Could you rewrite the listing, starting at the line that contains "Wanted | a point on the white" and stopping after its final line, substituting "white dress shirt" for every "white collared shirt" and leaving everything else unchanged?

(LISTED RECORDS)
::::::
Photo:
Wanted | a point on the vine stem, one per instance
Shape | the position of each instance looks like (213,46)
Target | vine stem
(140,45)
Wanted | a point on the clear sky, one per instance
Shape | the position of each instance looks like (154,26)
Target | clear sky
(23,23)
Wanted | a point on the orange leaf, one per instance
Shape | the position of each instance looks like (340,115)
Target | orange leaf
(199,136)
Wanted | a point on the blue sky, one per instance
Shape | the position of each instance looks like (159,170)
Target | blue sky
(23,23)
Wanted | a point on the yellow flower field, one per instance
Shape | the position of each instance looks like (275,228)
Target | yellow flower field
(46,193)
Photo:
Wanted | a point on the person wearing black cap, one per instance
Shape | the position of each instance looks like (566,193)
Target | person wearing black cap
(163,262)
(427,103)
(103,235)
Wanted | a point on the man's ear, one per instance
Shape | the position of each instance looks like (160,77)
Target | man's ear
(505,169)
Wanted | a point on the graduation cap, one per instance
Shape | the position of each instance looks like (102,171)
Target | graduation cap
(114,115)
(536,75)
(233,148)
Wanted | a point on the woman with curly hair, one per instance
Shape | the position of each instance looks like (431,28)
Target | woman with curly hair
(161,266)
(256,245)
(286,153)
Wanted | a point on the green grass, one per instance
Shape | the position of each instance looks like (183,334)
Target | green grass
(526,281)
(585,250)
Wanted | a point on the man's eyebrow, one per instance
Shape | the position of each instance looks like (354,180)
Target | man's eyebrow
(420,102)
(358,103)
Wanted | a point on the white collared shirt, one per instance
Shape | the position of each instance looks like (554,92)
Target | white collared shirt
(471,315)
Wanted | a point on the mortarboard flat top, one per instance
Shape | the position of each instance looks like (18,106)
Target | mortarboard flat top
::::::
(OUTPUT FOR THIS TASK)
Wanted | a point on the white dress shirt, one per instance
Shape | the position of each instance looks like (554,92)
Target | white dress shirt
(471,315)
Wanted | a point on the mortarboard flat top, one per instance
Shape | the position of each instance looks like (18,106)
Target | mortarboard flat top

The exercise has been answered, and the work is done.